[Position identification records]
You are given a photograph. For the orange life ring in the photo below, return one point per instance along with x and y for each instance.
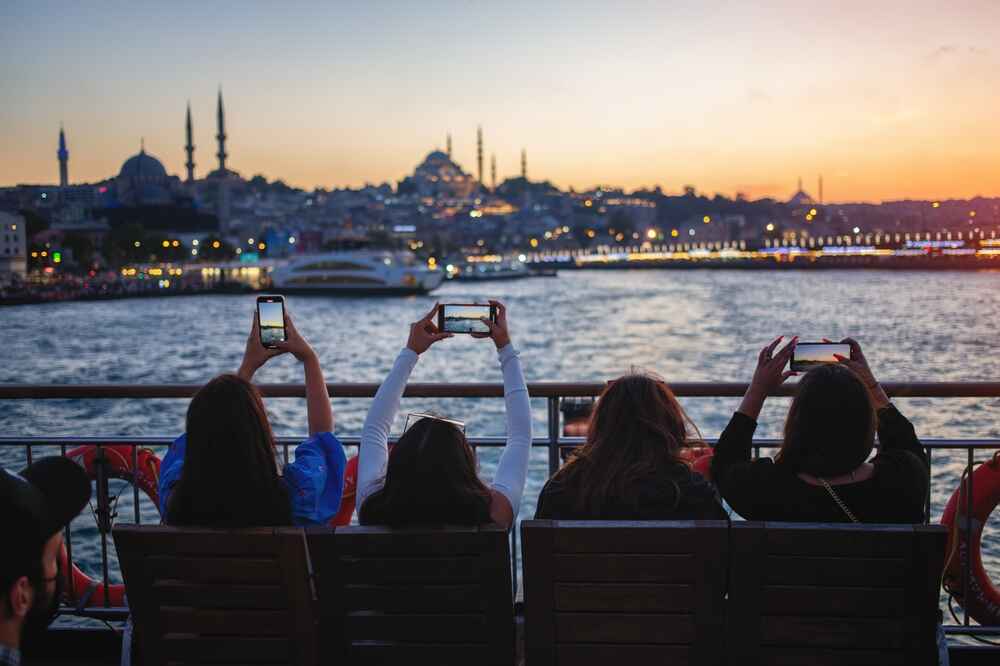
(699, 458)
(983, 600)
(347, 497)
(82, 590)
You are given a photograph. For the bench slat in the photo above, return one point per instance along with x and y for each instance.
(623, 597)
(207, 595)
(454, 654)
(833, 601)
(379, 570)
(224, 622)
(637, 538)
(422, 628)
(624, 568)
(179, 647)
(214, 569)
(414, 598)
(832, 632)
(834, 572)
(602, 654)
(624, 628)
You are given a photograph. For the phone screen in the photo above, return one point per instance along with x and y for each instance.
(809, 354)
(464, 318)
(271, 313)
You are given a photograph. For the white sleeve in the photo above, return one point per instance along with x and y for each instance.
(373, 456)
(513, 466)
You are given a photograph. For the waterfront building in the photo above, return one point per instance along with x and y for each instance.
(13, 247)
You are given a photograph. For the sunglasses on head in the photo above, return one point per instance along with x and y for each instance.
(413, 417)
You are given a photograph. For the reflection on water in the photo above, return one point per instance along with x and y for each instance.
(684, 325)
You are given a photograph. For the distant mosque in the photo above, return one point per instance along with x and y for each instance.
(143, 180)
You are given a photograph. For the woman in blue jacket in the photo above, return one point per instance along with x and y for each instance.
(223, 471)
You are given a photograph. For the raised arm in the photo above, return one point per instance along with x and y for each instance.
(374, 454)
(318, 408)
(512, 470)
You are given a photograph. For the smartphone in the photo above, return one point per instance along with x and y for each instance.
(271, 315)
(465, 317)
(809, 354)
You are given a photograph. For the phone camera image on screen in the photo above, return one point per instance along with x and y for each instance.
(810, 354)
(271, 314)
(465, 318)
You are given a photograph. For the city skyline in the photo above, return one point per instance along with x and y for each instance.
(883, 110)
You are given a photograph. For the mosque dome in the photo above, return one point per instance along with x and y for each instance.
(143, 168)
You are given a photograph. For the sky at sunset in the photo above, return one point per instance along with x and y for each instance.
(887, 99)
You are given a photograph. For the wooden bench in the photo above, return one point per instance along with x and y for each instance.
(414, 596)
(219, 596)
(834, 594)
(617, 593)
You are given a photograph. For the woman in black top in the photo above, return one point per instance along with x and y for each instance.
(821, 472)
(630, 467)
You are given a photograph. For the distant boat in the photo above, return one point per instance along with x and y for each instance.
(498, 269)
(356, 271)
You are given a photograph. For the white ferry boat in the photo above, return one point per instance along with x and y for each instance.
(360, 271)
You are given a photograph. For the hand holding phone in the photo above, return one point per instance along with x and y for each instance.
(807, 355)
(497, 324)
(271, 320)
(471, 318)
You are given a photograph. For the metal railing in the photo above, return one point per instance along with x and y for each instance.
(552, 392)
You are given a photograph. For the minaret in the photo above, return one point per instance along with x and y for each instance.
(189, 148)
(221, 136)
(63, 156)
(479, 152)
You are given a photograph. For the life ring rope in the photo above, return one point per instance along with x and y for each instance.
(980, 598)
(83, 590)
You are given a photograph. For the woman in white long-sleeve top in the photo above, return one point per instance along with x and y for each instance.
(430, 476)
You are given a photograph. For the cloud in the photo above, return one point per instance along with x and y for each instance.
(949, 50)
(757, 95)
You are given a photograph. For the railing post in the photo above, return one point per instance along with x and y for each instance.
(553, 435)
(103, 516)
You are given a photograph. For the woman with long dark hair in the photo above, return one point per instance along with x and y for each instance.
(631, 468)
(822, 472)
(223, 471)
(430, 475)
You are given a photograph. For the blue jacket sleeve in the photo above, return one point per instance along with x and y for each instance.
(316, 479)
(170, 472)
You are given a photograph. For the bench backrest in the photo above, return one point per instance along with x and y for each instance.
(834, 594)
(624, 592)
(220, 596)
(414, 596)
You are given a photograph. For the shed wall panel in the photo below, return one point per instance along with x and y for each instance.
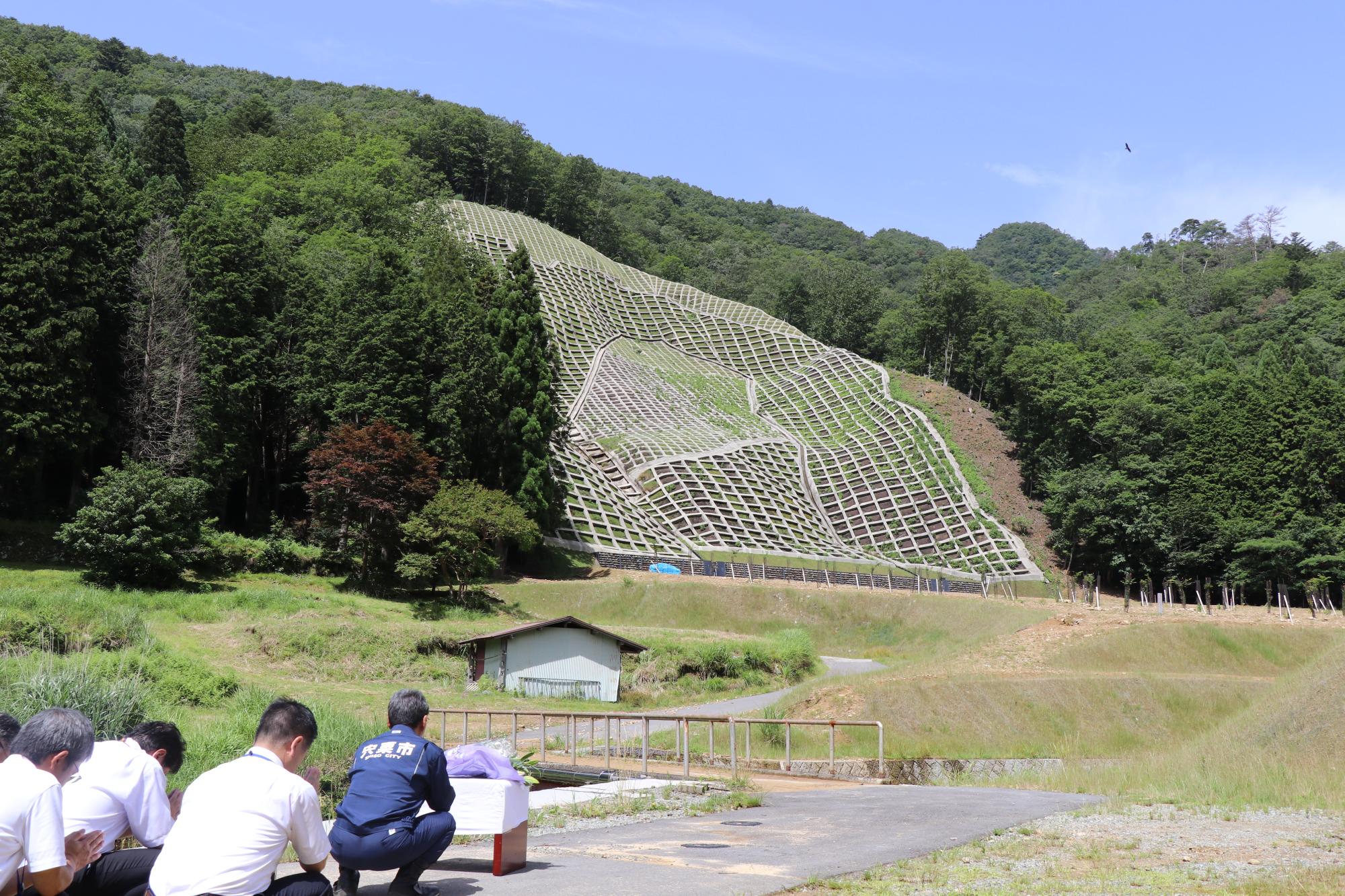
(564, 654)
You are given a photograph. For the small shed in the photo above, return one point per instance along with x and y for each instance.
(563, 657)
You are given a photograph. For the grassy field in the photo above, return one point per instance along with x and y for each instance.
(1137, 849)
(895, 628)
(212, 658)
(1188, 709)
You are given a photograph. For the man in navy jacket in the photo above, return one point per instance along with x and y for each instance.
(377, 825)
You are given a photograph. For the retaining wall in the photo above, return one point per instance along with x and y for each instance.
(697, 567)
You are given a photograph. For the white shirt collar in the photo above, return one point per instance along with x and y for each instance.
(256, 749)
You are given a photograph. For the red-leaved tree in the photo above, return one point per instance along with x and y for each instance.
(364, 482)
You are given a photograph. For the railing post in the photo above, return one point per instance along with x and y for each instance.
(687, 747)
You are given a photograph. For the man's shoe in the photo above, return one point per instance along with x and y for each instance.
(348, 883)
(412, 889)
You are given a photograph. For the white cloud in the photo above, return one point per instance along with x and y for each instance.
(1109, 201)
(720, 32)
(325, 50)
(1019, 174)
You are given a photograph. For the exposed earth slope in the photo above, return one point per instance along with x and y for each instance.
(705, 428)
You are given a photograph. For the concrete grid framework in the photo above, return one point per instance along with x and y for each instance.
(707, 428)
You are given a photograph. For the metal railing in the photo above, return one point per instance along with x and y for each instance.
(570, 733)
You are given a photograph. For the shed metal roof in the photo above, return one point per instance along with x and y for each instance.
(563, 622)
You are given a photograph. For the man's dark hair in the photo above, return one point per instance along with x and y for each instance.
(287, 719)
(166, 736)
(407, 708)
(9, 728)
(53, 731)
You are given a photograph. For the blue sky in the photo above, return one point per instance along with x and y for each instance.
(941, 119)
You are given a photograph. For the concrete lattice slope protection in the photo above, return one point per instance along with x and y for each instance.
(703, 427)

- **Exercise prompt**
Rewrite the part of the records that opens with the line containing "You are given a photograph. For the blue sky" and runs through the end of the records, keeping every request line, and multiply each x and y coordinate in the answers by 2.25. Round each result to a whole number, with halves rounded up.

- **Exercise result**
You are given a photograph. For the blue sky in the photo above, return one point per instance along with x and y for each instance.
(2117, 268)
You are given a photograph. For the concrete lattice slope protection in the photo above, return one point per instance along with x and y for each instance.
(1582, 961)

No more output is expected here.